## TASK
Pick out each line in the material below that contains the word "Teacher" and copy those lines.

-- start STORED RECORDS --

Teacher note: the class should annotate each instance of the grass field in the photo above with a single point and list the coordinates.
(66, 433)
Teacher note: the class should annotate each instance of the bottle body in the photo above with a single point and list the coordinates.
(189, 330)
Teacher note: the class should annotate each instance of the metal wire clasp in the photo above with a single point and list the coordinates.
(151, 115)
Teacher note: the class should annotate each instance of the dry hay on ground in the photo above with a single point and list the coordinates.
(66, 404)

-- end STORED RECORDS --
-- start STORED RECORDS --

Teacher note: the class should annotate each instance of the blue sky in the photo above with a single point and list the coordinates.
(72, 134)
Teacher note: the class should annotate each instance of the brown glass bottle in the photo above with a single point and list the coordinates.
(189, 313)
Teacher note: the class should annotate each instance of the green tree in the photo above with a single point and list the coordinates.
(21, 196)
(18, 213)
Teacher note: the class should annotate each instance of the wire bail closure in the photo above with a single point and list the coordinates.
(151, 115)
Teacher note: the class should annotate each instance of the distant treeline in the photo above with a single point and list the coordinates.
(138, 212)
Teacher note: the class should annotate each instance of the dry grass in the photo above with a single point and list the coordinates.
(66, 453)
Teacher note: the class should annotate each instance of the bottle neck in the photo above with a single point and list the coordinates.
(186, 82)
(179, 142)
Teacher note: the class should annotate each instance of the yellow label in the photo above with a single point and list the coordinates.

-- end STORED RECORDS --

## COMPLETE ANSWER
Teacher note: the class should annotate each instance of the grass field in the photo above with a single point and list the coordinates.
Teacher note: the class should annotate each instance of the bottle body in the photo above with a single point and list the coordinates.
Teacher note: the class should annotate each instance of the metal wire clasp in the photo above with a single point and list the coordinates.
Teacher note: the class should annotate each instance of the dry hay on ground in the photo above with a single point and list the coordinates.
Teacher note: the class should annotate each instance of the blue sky in the photo above with a single point and list the coordinates.
Teacher note: the class should annotate each instance of the brown glass bottle in the photo above with a single point and list the coordinates.
Teacher note: the class should annotate each instance of the green tree in the photo above with a single point and list the coordinates.
Teacher note: the class should annotate each instance of the wire bail closure in the photo above with a single point and list the coordinates.
Teacher note: the class should annotate each instance of the distant treeline in the photo above with a single point and list the coordinates.
Teacher note: the class should annotate each instance of the dry grass in the photo above with a single point and list the coordinates.
Teacher note: the class should annotate each instance of the bottle neck in the photo above with a single point and list the coordinates.
Teacher note: the class should annotate each instance of the yellow label in the photo above with a single point and list the coordinates.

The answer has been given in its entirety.